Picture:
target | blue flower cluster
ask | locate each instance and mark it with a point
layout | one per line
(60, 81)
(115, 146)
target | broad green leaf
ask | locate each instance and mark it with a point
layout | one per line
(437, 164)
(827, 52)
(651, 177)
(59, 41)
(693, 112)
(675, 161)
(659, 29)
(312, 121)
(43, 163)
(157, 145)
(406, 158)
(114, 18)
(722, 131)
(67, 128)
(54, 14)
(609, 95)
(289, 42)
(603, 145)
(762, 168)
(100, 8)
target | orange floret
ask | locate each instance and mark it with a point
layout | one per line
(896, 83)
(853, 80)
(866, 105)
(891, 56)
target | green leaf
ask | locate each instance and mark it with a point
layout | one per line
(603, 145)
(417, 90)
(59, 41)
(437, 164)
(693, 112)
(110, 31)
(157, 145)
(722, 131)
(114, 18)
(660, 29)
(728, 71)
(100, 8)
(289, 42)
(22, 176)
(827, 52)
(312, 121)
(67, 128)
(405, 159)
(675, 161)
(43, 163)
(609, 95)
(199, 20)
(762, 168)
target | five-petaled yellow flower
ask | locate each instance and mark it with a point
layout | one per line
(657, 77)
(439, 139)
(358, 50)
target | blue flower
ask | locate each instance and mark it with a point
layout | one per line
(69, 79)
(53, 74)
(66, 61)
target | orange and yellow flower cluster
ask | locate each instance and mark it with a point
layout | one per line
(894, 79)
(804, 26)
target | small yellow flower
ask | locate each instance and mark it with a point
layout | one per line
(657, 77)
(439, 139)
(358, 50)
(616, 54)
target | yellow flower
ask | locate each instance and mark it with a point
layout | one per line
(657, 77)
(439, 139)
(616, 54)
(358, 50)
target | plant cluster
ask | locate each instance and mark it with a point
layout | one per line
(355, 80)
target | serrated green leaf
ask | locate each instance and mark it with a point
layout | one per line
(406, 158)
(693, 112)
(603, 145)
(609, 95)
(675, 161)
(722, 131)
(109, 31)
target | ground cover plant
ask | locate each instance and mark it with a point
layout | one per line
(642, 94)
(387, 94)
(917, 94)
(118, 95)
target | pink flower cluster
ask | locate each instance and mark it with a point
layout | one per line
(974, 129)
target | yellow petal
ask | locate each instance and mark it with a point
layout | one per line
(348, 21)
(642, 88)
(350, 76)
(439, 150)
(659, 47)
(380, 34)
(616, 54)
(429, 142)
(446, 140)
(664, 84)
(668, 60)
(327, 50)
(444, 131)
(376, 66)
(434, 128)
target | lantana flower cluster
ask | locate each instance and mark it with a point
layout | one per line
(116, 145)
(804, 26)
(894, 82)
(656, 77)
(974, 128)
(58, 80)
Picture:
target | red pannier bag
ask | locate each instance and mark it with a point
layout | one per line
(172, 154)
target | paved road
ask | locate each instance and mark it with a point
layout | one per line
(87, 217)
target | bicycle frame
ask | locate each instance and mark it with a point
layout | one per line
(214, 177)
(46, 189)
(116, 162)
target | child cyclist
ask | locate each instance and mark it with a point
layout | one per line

----

What the task requires
Copy out the lines again, starting with the line containing "target | lantana flower cluster" and going on through the last line, with both included. Raise every coordinate in the answer points by 133 and keep all other lines unchanged.

Expected answer
target | lantana flower cluster
ask | locate each instance and mark it with a point
layout | one per line
(249, 278)
(937, 159)
(1027, 215)
(789, 210)
(1107, 261)
(191, 213)
Picture:
target | red pannier bag
ask | locate each instance and mark it with a point
layout | one per line
(305, 287)
target | paved road
ask | locate each instance and mark it with a point
layout | one per line
(220, 350)
target | bicycle frame
ask | locate each instance and mark it with a point
layout | one per line
(347, 310)
(179, 322)
(249, 295)
target | child cyclist
ask | locate each instance and mark it with a point
layout | one per line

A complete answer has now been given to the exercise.